**What the task requires**: Type out the complete listing below word for word, without its pictures.

**Supplied data**:
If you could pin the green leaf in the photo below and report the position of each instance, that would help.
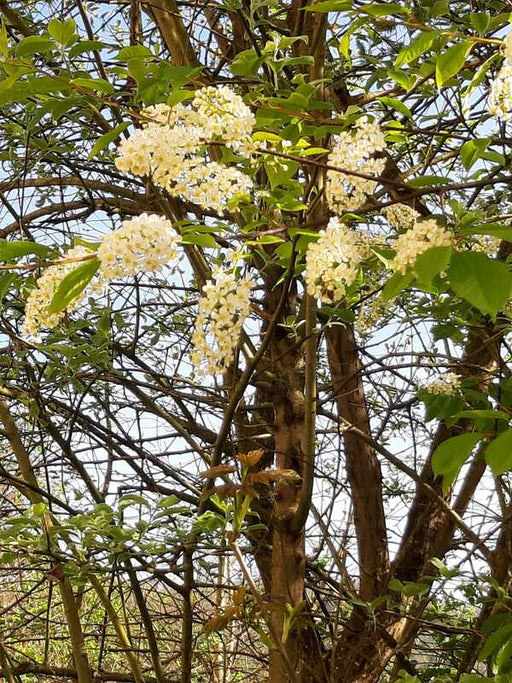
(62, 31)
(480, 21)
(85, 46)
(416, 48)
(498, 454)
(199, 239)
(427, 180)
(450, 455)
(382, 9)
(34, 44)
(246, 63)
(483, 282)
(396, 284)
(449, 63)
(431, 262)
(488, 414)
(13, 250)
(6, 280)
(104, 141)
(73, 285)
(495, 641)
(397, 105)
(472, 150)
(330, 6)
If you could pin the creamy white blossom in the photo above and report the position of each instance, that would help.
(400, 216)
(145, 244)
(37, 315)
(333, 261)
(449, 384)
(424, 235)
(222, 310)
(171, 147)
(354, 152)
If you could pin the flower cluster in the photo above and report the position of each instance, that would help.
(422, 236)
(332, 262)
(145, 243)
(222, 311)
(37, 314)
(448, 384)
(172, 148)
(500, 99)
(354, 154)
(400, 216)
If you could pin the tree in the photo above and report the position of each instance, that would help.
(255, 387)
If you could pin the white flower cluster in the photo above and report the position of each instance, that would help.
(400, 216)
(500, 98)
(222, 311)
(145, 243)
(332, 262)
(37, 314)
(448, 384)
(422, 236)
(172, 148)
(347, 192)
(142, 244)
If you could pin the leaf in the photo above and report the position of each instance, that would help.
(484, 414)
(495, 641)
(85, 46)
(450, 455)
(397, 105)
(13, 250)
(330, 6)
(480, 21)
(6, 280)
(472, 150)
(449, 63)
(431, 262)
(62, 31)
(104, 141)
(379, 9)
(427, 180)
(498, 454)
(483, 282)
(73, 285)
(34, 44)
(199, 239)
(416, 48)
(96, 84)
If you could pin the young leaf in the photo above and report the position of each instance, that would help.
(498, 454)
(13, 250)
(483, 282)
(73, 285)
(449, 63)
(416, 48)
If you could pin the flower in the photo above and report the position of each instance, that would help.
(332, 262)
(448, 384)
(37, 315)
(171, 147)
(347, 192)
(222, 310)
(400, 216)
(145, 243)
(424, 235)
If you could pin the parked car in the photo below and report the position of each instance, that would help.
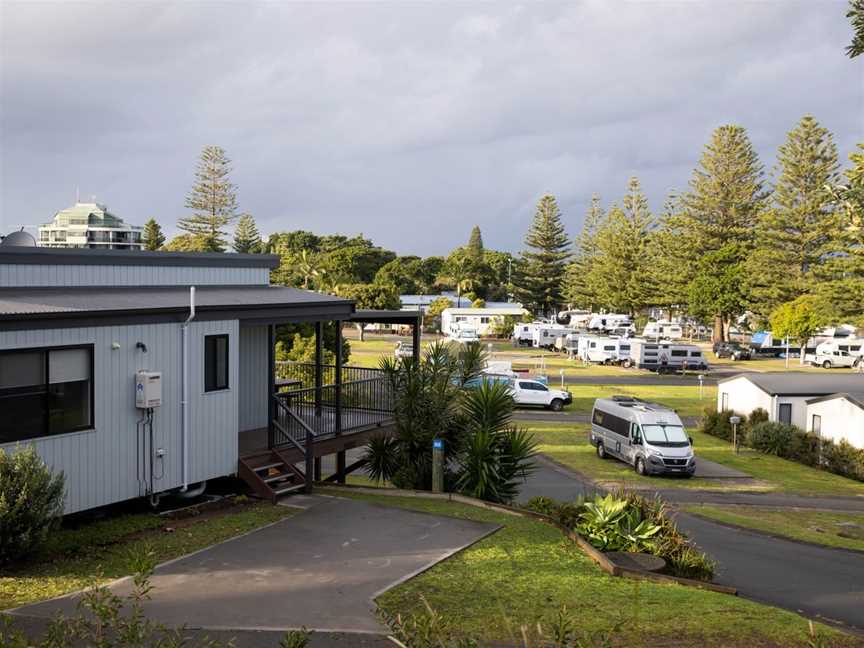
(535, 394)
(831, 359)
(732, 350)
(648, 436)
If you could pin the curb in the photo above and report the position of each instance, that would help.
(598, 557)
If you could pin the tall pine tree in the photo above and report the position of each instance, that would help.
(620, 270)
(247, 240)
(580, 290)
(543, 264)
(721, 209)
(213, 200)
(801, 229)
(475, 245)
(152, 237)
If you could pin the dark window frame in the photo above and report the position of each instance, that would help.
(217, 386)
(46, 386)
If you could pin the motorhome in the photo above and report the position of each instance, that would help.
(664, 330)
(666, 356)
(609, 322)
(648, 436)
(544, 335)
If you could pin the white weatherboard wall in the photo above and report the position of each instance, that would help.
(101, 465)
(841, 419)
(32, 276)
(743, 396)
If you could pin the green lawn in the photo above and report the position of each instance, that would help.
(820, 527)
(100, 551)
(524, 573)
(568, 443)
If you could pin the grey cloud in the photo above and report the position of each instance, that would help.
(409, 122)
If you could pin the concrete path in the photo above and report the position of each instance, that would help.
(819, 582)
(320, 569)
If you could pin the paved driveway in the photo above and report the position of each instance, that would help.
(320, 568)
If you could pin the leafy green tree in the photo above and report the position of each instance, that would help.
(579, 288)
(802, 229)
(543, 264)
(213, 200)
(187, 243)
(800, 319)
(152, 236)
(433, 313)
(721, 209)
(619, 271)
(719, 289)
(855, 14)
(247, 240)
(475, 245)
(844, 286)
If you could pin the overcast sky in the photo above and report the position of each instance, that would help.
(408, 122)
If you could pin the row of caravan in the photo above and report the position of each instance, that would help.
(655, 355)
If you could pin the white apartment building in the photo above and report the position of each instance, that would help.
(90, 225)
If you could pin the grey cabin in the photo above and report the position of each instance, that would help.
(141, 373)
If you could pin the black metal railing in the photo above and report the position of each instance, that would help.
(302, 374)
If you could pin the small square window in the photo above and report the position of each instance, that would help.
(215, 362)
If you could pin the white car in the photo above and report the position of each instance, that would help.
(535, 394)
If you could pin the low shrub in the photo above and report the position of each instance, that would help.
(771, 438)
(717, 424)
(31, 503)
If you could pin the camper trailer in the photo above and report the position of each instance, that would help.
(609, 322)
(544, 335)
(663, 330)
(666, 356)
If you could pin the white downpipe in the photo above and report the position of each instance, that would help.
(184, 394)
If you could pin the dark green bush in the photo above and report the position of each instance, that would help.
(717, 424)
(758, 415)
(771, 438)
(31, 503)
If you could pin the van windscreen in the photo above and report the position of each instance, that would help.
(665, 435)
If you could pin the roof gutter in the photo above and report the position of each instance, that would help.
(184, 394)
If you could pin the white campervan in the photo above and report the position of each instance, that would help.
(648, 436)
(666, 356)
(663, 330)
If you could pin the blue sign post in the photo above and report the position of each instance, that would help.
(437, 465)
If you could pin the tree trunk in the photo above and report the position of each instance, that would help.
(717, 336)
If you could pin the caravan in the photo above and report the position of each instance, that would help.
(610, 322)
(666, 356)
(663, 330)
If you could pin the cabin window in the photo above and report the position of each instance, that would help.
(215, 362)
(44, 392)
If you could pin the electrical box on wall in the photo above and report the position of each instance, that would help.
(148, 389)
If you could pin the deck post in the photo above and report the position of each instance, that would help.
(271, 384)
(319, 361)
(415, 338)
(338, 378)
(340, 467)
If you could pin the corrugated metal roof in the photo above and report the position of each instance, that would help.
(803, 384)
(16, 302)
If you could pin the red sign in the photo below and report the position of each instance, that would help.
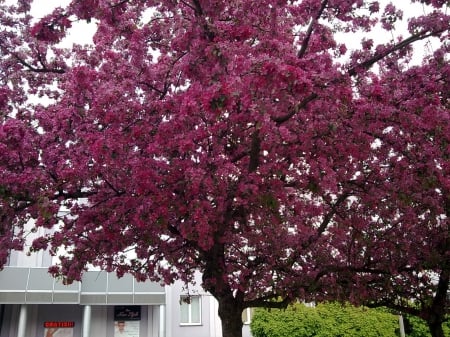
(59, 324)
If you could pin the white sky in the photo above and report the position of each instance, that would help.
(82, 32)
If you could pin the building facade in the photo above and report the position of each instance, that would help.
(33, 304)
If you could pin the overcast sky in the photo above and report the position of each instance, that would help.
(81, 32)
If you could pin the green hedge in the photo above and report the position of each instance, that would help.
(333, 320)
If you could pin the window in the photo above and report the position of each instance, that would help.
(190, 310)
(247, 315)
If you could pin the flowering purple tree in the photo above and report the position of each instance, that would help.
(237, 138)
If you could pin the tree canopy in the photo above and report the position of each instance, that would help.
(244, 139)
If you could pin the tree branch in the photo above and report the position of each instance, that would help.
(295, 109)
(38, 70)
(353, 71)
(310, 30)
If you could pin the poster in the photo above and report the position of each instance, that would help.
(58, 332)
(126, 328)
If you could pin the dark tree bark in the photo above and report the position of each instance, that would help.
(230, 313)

**Task response**:
If you could pin the green leaf in the photo below and report the position of each instance, that would help.
(62, 31)
(480, 21)
(85, 46)
(416, 48)
(498, 454)
(199, 239)
(427, 180)
(450, 455)
(382, 9)
(34, 44)
(246, 63)
(483, 282)
(396, 284)
(449, 63)
(431, 262)
(488, 414)
(13, 250)
(6, 280)
(104, 141)
(73, 285)
(495, 641)
(397, 105)
(472, 150)
(330, 6)
If you could pin the creamy white blossom in the photo above and report the position of each instance, that would help.
(400, 216)
(145, 244)
(37, 315)
(333, 261)
(449, 384)
(424, 235)
(222, 310)
(171, 147)
(354, 152)
If you could pin the flower cluster in the photo above and report the position of each instance, that would help.
(422, 236)
(332, 262)
(145, 243)
(222, 311)
(37, 314)
(448, 384)
(172, 148)
(500, 99)
(354, 154)
(400, 216)
If you could pin the tree in the photo above and report the position of each instance, that would help.
(255, 387)
If you could pin the white flower cluster in the photo above and report the position of each instance, that would help.
(400, 216)
(500, 98)
(222, 311)
(145, 243)
(332, 262)
(37, 314)
(448, 384)
(422, 236)
(172, 148)
(347, 192)
(142, 244)
If you could pin the leaf in the photo above and report the position of each instance, that would help.
(484, 414)
(495, 641)
(85, 46)
(450, 455)
(397, 105)
(13, 250)
(330, 6)
(480, 21)
(6, 280)
(472, 150)
(449, 63)
(431, 262)
(62, 31)
(104, 141)
(379, 9)
(427, 180)
(498, 454)
(483, 282)
(73, 285)
(34, 44)
(199, 239)
(416, 48)
(96, 84)
If you could pin the young leaf in the photo above and report the position of each instance, that would help.
(498, 454)
(13, 250)
(483, 282)
(73, 285)
(449, 63)
(416, 48)
If you could pin the flower in the photo above and report the position of each instance, that would help.
(332, 262)
(448, 384)
(37, 315)
(171, 147)
(347, 192)
(222, 310)
(400, 216)
(145, 243)
(424, 235)
If you could pin the parked car in the photo below and report the position of each instance, that would help.
(535, 394)
(831, 359)
(732, 350)
(648, 436)
If you could pin the curb in the photo above and report the position of each instance, that would help.
(598, 557)
If you could pin the tall pine tree in the photo above and report the position of each instance, that would help.
(620, 270)
(247, 240)
(580, 290)
(543, 264)
(721, 209)
(213, 200)
(801, 229)
(475, 245)
(152, 237)
If you could pin the dark window frame in the photo above and report the position of each instance, that would help.
(217, 386)
(46, 386)
If you could pin the motorhome in the photo above and report the position of each instance, that would help.
(664, 330)
(666, 356)
(609, 322)
(648, 436)
(544, 335)
If you could pin the white weatherboard wall in the photo above and report the position of each instance, that would help.
(101, 465)
(841, 419)
(32, 276)
(743, 396)
If you could pin the green lawn in the photo above and report the position of each instance, that would help.
(820, 527)
(100, 551)
(524, 573)
(568, 443)
If you could pin the grey cloud in the photo above and report the position of each instance, that would help.
(409, 122)
If you could pin the concrete path in the photo above and report the position of each instance, that would help.
(819, 582)
(320, 569)
If you could pin the paved driveway in the photo above and report the position of each instance, that would help.
(320, 568)
If you could pin the leafy green tree in the photo above and report the position of each instance, that would help.
(579, 288)
(802, 229)
(543, 264)
(213, 200)
(187, 243)
(800, 319)
(152, 236)
(433, 313)
(721, 209)
(619, 271)
(719, 289)
(855, 14)
(247, 240)
(475, 245)
(844, 286)
If you could pin the overcast sky in the photo above and report the position of each instance, that would help.
(408, 122)
If you could pin the row of caravan in the photo above and report the position of each instance, that would help.
(655, 355)
If you could pin the white apartment building in the photo above and report the position of each instance, that would help.
(90, 225)
If you could pin the grey cabin in the photo above and report the position of each instance, that would help.
(141, 373)
If you could pin the black metal railing in the photo above and report the position of each instance, that would help.
(302, 374)
If you could pin the small square window in the photo above and report the position of each instance, that would help.
(215, 362)
If you could pin the white car in the photo above and report the position of each instance, that would help.
(535, 394)
If you could pin the low shrub in the photo above and report the position of each instance, that would help.
(771, 438)
(717, 424)
(31, 503)
If you could pin the camper trailer in the photo above and report the position of each instance, that would help.
(609, 322)
(544, 335)
(663, 330)
(666, 356)
If you could pin the white downpipe in the photo above and report the position of each instance, that would help.
(184, 394)
If you could pin the dark green bush in the photo above and report the position of each instance, that would help.
(717, 424)
(758, 415)
(771, 438)
(31, 503)
If you could pin the van windscreen in the photo above and report the position of each instance, that would help.
(665, 435)
If you could pin the roof gutter in the photo above and report the position of each instance, that would help.
(184, 394)
If you could pin the white campervan in the photo above and report the position of each instance, that would help.
(648, 436)
(666, 356)
(663, 330)
If you could pin the blue sign post in the photo above and report the position of each instance, that would help.
(437, 465)
If you could pin the tree trunk in the photo above and report the position of each instance, that would help.
(717, 336)
If you could pin the caravan in the photo above and report the position of each instance, that would help.
(610, 322)
(666, 356)
(663, 330)
If you could pin the cabin window in the photo above and report the position of each instance, that would help.
(215, 362)
(44, 392)
If you could pin the electrical box on wall in the photo above and report the position of each instance, that would help.
(148, 389)
If you could pin the deck post in the photo above and report the position of each instance, that would help.
(271, 384)
(319, 361)
(415, 338)
(338, 378)
(340, 467)
If you could pin the corrugated metal roof in the photo above and report the position of each instance, that would help.
(803, 384)
(16, 302)
If you could pin the red sign in the photo below and report the position of each instance, that would help.
(59, 324)
If you could pin the white sky in the photo above and report the position of each instance, that would help.
(82, 32)
If you could pin the building facade in the photo above and report the position of each instance, that would help.
(33, 304)
If you could pin the overcast sky in the photo above and report the position of each instance, that would help.
(81, 32)
If you could pin the green hedge in the photo above and report the position of each instance, that would help.
(333, 320)
If you could pin the window in the photo above and report the position of each instance, that would help.
(190, 310)
(247, 315)
If you could pin the flowering purple tree in the photo above and report the position of each instance, that would help.
(237, 138)
If you could pin the tree canopy in the photo above and report the position of each instance, that would help.
(244, 139)
If you could pin the tree branch in the photo above and report the position of each instance, that would help.
(295, 109)
(38, 70)
(353, 71)
(310, 30)
If you could pin the poster in the photo above and report the position of each instance, that would help.
(58, 332)
(126, 328)
If you could pin the dark tree bark in the photo above and report the position of each instance, that would help.
(230, 313)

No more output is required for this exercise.